Dokumenttext:
###
Drehbuch: Tarek Ehlail, Stephanie M. Blum, Moses Arndt
Schauspieler*innen: Timo Jacobs, Denis Moschitto, Mario Adorf, Fabian Busch
Kinostart D:
Originaltitel: Gegengerade
Laufzeit: 1:40 Stunden
Filmkritik zu Gegengerade – 20359 St. Pauli
Viele Köche verderben den Brei. Und hier sind wirklich erstklassige Köche am Werk. Die Besetzungsliste kann neben den bereits genannten auch noch mit Schauspielgrößen wie Moritz Bleibtreu, Wotan Wilke Möhring, Mario Adorf, Natalia Avelon, André Eisermann sowie Dschungel-Fee Katy Karrenbauer, Karate-Kid Claude-Oliver Rudolph und Porno-Queen Vivien Schmidt aufwarten. Ebenso überfrachtet wie die Besetzungsliste ist leider auch die Handlung.
Episodenhaft erhält der Zuschauer Einblicke in das Leben rund um den FC St. Pauli. So verquirlt der Film Themen wie Gentrifizierung, Autobrandstifterei, Fascho-Randale und skrupellose Immobilien-Investoren zu einem trägen Brei, der weder wirklich unterhält, noch echtes Interesse für die meist nur oberflächlich angerissenen Themen weckt.
Vor allem fehlt dem Film eine klare Linie. Arne beispielsweise hat die gesamte Saison über seine beiden Kumpel mit der Kamera verfolgt und will nun den großen Tag per Handkamera als Krönung seiner kleinen Privat-Doku filmen. Vom Ansatz her gut, leider geht so ein Erzählstrang im allgemeinen Wust ziemlich unter und wird nicht zu Ende erzählt. Ebenso der Grand Senior des deutschen Films: Mario Adorf. Er weckt zwar als kleiner Mann von der Straße, der sich mit zig Gelegenheitsjobs durch’s Leben schlägt, schnell Sympathien. Letztendlich bleibt die Historie seiner Figur aber komplett im Unklaren und man fragt sich vielmehr: „Wie schafft der Kerl die ganzen Jobs? Und eine eigene Kneipe hat er auch noch? Wie geht das denn?“. Hinzu kommt Claude-Oliver Rudolph, der als Kiez-Arzt samstags gern mal mitprügelt und somit eine spezielle Seite des Hooligantums zeigt. Recht so, aber abgesehen von einer chaotischen, uninspirierten Prügelszene dient er nur noch dazu, dass Pornostar Vivien Schmidt mal kurz ihre Brüste in die Kamera halten kann. In einem guten Film wäre eine solche Rolle komplett dem Filmschnitt zum Opfer gefallen.
###
Angezeigte Zeilen:
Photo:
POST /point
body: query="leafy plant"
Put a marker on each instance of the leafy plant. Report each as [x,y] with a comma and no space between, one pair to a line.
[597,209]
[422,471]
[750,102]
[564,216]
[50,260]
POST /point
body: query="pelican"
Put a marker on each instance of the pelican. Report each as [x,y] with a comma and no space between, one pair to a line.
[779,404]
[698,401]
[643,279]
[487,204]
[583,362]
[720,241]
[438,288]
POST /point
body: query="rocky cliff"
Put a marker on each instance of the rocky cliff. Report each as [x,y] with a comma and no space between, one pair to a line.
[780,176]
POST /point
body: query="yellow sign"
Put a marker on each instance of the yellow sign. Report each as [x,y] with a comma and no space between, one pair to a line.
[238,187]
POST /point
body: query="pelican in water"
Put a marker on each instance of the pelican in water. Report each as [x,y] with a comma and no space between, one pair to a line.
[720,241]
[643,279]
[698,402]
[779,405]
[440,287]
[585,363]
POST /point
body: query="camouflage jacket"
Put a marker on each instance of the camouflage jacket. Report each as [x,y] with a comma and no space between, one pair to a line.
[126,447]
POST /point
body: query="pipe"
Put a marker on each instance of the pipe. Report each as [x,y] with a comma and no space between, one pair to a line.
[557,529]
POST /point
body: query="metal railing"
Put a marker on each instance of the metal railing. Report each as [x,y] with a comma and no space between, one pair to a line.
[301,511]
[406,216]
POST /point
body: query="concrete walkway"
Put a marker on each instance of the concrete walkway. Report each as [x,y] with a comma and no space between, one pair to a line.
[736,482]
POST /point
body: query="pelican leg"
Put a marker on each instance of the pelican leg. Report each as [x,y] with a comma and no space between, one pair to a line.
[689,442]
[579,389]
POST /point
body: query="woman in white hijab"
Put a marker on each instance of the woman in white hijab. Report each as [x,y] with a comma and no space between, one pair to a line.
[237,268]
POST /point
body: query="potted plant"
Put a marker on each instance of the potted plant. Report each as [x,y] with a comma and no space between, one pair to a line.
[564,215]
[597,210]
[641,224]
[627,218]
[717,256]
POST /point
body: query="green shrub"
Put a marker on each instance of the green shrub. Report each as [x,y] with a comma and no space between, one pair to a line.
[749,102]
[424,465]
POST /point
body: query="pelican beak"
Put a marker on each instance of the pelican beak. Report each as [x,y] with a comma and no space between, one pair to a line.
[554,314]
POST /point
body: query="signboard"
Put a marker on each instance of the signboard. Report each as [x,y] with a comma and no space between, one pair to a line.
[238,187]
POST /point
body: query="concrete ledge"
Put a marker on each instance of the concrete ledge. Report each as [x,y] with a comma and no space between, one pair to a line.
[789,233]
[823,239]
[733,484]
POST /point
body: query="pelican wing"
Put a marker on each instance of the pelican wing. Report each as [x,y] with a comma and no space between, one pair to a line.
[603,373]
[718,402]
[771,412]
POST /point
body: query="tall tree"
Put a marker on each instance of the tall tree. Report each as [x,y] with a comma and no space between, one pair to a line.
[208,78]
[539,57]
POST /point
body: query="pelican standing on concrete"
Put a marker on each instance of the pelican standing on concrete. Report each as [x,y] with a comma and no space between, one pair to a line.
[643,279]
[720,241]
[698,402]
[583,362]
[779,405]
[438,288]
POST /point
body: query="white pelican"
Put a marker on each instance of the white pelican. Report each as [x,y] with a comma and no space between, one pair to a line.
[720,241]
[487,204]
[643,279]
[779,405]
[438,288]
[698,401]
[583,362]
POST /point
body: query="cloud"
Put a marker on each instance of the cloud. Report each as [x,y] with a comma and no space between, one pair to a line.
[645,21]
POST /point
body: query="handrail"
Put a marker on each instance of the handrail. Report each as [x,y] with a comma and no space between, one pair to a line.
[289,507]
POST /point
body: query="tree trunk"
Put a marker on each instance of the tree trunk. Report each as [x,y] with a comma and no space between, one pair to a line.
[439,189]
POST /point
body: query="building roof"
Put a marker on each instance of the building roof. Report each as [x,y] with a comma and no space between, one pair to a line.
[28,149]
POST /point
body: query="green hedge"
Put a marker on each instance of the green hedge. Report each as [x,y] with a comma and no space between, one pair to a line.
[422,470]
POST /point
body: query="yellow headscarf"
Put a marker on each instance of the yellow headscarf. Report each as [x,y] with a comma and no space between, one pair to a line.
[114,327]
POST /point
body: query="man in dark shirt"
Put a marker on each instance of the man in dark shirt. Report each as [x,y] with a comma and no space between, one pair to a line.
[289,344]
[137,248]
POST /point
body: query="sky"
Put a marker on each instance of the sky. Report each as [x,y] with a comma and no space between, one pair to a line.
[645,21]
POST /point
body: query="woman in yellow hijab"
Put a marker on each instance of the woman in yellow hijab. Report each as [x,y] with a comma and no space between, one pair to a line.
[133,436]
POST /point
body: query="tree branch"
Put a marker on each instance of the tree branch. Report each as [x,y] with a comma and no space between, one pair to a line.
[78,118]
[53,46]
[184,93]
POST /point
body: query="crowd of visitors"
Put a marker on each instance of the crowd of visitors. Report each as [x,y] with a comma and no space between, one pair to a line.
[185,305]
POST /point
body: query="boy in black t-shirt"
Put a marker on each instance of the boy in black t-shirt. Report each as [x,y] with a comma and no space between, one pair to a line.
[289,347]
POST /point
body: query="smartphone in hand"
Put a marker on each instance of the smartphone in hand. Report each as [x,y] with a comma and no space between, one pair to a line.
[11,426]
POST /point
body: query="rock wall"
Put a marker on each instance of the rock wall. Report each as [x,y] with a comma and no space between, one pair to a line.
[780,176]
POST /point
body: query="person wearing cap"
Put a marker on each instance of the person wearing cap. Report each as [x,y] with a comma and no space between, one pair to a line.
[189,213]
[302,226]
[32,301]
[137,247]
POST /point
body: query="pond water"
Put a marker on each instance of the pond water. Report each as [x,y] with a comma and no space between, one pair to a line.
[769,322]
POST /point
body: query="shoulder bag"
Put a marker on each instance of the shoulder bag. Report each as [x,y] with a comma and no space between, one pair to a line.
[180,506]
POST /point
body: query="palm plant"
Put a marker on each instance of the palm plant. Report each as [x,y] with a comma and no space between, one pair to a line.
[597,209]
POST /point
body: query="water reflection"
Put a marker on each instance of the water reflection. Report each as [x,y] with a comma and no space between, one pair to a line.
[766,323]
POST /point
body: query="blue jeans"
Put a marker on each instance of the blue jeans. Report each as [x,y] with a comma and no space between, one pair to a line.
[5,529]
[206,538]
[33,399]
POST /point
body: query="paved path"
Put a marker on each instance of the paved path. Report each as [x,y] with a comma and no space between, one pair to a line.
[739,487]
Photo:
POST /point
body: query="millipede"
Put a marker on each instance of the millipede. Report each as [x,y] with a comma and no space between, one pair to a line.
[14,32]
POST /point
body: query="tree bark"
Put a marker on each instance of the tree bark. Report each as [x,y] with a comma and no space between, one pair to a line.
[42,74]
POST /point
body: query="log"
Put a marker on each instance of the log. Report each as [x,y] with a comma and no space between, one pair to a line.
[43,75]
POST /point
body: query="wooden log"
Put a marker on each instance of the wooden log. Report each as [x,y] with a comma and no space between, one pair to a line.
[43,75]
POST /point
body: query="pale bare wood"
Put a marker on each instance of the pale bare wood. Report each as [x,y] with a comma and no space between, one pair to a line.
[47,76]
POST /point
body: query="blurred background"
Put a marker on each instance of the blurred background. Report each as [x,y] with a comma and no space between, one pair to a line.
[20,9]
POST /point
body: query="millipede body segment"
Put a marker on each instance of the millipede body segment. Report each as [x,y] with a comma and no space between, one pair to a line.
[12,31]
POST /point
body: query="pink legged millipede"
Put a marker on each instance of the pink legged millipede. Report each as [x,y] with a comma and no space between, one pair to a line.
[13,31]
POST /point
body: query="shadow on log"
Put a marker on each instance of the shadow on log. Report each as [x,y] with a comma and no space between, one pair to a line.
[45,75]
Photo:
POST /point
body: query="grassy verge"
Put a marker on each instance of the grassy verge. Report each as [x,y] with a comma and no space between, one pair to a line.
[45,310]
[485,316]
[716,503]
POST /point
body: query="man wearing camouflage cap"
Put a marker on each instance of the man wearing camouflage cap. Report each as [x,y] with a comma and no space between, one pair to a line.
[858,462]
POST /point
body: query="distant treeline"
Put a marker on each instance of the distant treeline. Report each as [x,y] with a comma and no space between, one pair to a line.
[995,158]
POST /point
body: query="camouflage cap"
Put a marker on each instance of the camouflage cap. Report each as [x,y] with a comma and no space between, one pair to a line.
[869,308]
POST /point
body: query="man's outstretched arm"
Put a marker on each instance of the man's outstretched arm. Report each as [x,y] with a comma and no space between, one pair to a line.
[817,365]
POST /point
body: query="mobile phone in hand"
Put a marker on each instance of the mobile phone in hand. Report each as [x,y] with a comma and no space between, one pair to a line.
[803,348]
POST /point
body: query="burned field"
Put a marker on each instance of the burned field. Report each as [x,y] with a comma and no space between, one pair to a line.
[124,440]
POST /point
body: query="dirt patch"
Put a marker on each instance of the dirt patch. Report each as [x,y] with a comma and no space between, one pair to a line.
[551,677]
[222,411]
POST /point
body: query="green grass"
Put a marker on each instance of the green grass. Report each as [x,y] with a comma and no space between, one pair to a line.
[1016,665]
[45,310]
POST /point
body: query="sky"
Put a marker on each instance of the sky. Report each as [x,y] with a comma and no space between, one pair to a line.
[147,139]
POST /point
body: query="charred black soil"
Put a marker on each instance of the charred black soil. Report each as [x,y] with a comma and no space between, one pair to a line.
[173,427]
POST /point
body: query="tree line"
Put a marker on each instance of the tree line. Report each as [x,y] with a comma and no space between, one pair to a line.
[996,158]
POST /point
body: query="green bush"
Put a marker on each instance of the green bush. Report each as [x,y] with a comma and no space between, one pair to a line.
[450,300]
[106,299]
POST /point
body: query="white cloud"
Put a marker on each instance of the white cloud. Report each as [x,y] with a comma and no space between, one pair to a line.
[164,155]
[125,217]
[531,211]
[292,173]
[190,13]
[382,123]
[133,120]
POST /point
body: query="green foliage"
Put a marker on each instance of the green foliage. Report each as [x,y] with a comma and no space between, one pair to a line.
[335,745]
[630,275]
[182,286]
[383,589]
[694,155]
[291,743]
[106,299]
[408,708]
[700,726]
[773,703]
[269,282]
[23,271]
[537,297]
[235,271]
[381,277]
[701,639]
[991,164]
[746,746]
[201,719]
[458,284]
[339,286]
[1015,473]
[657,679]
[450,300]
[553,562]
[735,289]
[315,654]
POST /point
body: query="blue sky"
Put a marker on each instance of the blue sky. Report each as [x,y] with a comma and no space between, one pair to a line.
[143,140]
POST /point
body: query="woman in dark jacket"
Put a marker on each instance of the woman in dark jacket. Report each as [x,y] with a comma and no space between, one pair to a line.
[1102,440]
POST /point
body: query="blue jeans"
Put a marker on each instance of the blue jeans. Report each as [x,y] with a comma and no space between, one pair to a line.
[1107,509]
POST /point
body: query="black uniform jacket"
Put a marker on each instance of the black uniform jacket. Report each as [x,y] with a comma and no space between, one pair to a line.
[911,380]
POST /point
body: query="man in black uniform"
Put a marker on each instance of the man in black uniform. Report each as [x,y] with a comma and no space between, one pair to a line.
###
Ziel der Übung: Gib bitte die Stelle im Dokumenttext zwischen „Drehbuch: Tarek Ehlail, Stephanie“ und „auch die Handlung.“, beide eingeschlossen, wortgetreu wieder.

Lösung der Aufgabe:
Drehbuch: Tarek Ehlail, Stephanie M. Blum, Moses Arndt
Schauspieler*innen: Timo Jacobs, Denis Moschitto, Mario Adorf, Fabian Busch
Kinostart D:
Originaltitel: Gegengerade
Laufzeit: 1:40 Stunden
Filmkritik zu Gegengerade – 20359 St. Pauli
Viele Köche verderben den Brei. Und hier sind wirklich erstklassige Köche am Werk. Die Besetzungsliste kann neben den bereits genannten auch noch mit Schauspielgrößen wie Moritz Bleibtreu, Wotan Wilke Möhring, Mario Adorf, Natalia Avelon, André Eisermann sowie Dschungel-Fee Katy Karrenbauer, Karate-Kid Claude-Oliver Rudolph und Porno-Queen Vivien Schmidt aufwarten. Ebenso überfrachtet wie die Besetzungsliste ist leider auch die Handlung.